Textausschnitt ▸
# Software zur Vorproduktion



## port29 (28. Juni 2009)

Hallo Leute,

ich bin momentan auf der Suche nach einer Software, die in der Lage ist, Midi Daten als Input reinzunehmen und diese dann in wohlklingende Musik umzuwandeln.

Ich habe bei mir mal Akoustik Piano von Native Instruments ausprobiert, war aber mit der Softwre garnicht zufrieden. Die Demos klingen da ganz schön, aber in der realität war es doch etwas anderes. Zum einen stürzte die Software bei mir auf dem Rechner regelmäßig ab. Dann gab es noch irgendwie ein Problem mit der Soundkarte. Die umgesetzte Musik klang ab und zu so, als wenn man eine Daten CD in den Player eingelegt hätte. 

Kann mir eventuell jemand etwas empfehlen?


----------



## bokay (28. Juni 2009)

Um wohlklingende Musik erstellen zu können braucht es zuersteinmal eines, nämlich knowhow!

Beschreibe doch mal etwas genauer dein Vorhaben, also etwas konkreter bitte, und ich bin sicher man kann dir genug Tips geben.
So wird das eher zum Rätselraten...


----------



## Asterix-Ac (28. Juni 2009)

Hallo port29,

wenn ich Dich richtig verstanden habe, suchst Du ein Programm, dass aus Deinen MIDI-Dateien ein anderes Format macht (wie z.B. *.mp3).
neulich habe ich da im Netz was interessantes gefunden. Leider ist es nicht kostenlos:
http://www.pistonsoft.com/midi-to-mp3-converter-german.html -> Direct MIDI zu MP3 Converter

Vielleicht ist es ja das, was Du suchst. 

Asterix


----------



## port29 (28. Juni 2009)

bokay hat gesagt.:


> Um wohlklingende Musik erstellen zu können braucht es zuersteinmal eines, nämlich knowhow!

[Gespeicherte Einträge]
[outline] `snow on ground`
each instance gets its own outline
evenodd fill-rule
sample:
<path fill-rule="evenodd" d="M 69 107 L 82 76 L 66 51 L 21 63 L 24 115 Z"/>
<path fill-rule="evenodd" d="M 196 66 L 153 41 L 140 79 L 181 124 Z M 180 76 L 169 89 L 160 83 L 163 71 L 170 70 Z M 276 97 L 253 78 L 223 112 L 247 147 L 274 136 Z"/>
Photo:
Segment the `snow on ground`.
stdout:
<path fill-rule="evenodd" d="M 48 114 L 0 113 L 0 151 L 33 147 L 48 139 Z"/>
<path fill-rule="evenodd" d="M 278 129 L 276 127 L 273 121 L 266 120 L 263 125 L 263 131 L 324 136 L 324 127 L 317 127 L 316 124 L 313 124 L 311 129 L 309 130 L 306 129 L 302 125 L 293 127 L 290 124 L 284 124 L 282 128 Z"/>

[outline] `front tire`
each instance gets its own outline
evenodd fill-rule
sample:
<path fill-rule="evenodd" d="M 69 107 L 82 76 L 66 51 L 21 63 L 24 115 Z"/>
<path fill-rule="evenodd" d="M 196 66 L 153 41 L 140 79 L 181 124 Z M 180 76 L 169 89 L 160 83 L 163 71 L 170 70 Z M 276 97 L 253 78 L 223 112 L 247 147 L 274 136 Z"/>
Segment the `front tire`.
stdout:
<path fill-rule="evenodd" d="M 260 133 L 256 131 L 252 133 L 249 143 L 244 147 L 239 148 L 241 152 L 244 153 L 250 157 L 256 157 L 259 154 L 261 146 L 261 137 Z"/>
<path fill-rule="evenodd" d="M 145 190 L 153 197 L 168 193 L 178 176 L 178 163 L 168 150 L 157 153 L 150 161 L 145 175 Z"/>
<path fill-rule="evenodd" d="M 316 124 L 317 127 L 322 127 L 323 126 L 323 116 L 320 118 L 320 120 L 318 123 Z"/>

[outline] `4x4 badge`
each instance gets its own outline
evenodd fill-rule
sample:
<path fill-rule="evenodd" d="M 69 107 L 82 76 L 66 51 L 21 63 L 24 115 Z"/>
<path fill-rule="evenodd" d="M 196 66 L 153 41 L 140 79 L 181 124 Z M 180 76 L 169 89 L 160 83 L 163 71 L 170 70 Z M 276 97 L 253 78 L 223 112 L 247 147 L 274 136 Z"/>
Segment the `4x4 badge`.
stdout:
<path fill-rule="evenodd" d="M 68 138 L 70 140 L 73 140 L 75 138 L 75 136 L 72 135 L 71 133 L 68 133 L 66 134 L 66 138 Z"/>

---

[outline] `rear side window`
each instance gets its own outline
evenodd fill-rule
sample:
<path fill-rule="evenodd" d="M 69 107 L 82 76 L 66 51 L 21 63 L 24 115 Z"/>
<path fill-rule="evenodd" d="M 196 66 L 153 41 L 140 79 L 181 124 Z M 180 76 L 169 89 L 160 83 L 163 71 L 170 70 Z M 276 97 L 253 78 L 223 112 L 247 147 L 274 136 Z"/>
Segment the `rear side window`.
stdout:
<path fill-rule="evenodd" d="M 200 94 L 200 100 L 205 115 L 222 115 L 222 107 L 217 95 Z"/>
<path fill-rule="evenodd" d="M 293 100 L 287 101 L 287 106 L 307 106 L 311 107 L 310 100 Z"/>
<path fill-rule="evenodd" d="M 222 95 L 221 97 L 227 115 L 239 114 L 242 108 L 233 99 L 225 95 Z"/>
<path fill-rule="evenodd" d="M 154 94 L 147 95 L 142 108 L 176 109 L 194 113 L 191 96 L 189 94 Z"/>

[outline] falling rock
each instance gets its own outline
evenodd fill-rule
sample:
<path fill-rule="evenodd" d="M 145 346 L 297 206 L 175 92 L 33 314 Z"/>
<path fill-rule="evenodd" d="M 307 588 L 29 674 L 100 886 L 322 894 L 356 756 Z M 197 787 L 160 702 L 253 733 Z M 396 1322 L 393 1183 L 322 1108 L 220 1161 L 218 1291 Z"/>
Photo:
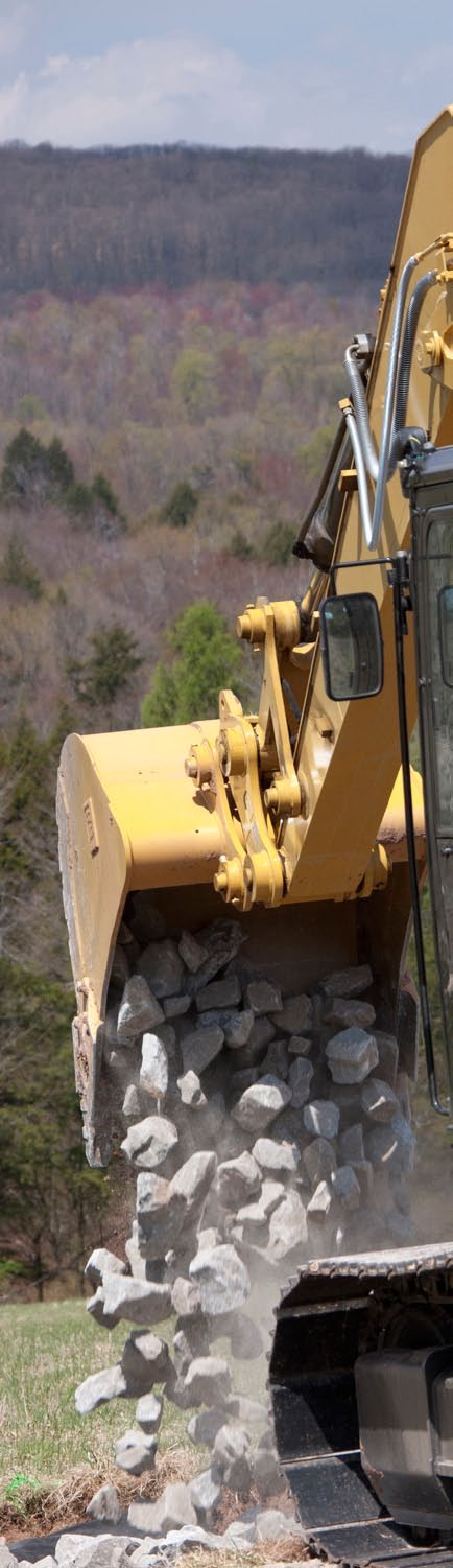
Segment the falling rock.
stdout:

Aufgaben ▸
**a)** Welches kostenpflichtige Programm empfiehlt Asterix-Ac im Forumsthread über Software zur Vorproduktion?
**b)** Führe den Forumsthread über Software zur Vorproduktion im Anschluss an seinen letzten Satz weiter.

Lösungen ▸
**a)** Den Direct MIDI zu MP3 Converter.

**b)**
Know How ist im gewissen Maße ich vorhanden und zwar vor allem im Musik-Bereich. Von der ganzen Musiksoftware (Nachbearbeitung & co.) habe ich momentan noch keine Ahnung. 



bokay hat gesagt.:


> Beschreibe doch mal etwas genauer dein Vorhaben, also etwas konkreter bitte, und ich bin sicher man kann dir genug Tips geben.
> So wird das eher zum Rätselraten...



Es geht darum, dass ich meiner Mutter etwas Arbeit ersparen möchte. Sie ist selbst Musikerin (Bratschistin), hat aber in letzter Zeit immer wieder ein paar klassische Stücke aufgearbeitet und modernisiert, die dann in Besetzungsstärken von 4-12 Leuten gespielt werden. Sie hat aber auch einige moderne Stücke mit klassischen Instrumenten umgesetzt.

Jetzt ist das Problem folgendes: Wenn man jetzt ein Stück aufführen (bzw. in meinem alltäglichen Sprachgebrauch "verkaufen") möchte, muss man dem Kunden / Veranstalter erst einmal eine Demo Version schicken. Um die Demo zu erstellen, mussten sich einige Musiker treffen, das Stück einige Zeit proben und anschließend sauber aufzeichnen. Das ganze zieht ja einige Kosten nach sich, von denen man nicht weiß, ob man die wieder einspielt.

Meine Idee war nun folgende: Die Noten (Finale) sind ja eh schon (nach der Bearbeitung) fertig vorhanden. Das ganze kann man ja dann als Midi File exportieren und abspielen bzw. daraus dann eine mp3 / wav Datei machen und auf eine CD brennen (wie Asterix-Ac es bereits gesagt hat). Nur leider ist die Qualität der Sounds der Midi Files so schrecklich, dass man das Produkt damit kaum verkaufen könnte.

Nochmal zusammengefasst: Ich suche momentan eine Software, die aus Noten gut klingende Musik herstellt. Und gut klingend =  nicht diese digital klingende Sounds ala General Midi.


----------



## chmee (28. Juni 2009)

Leider ist der Umgang mit Audiosamples -gerade im klassischen Bereich - nicht ganz einfach. Um es wirklich gut klingen zu lassen, bedarf es so einiger Zeit UND einem Ohr, das auch weiß, was es will. Sprich, unter Umständen muss Deine Mutter mit Dir als Frickler das Ding Note für Note durchgehen, um die richtige Betonung aus dem Sample zu holen. Noch einmal in Kurzform : Ein mid schnell mal in ein gut klingendes Audio zu verwandeln funktioniert nicht -obweohl es einige Softwareproduzenten so vermitteln - und erst recht nicht, wenn der Empfänger klassischer Musiker ist.

sorry, mfg chmee


----------



## bokay (28. Juni 2009)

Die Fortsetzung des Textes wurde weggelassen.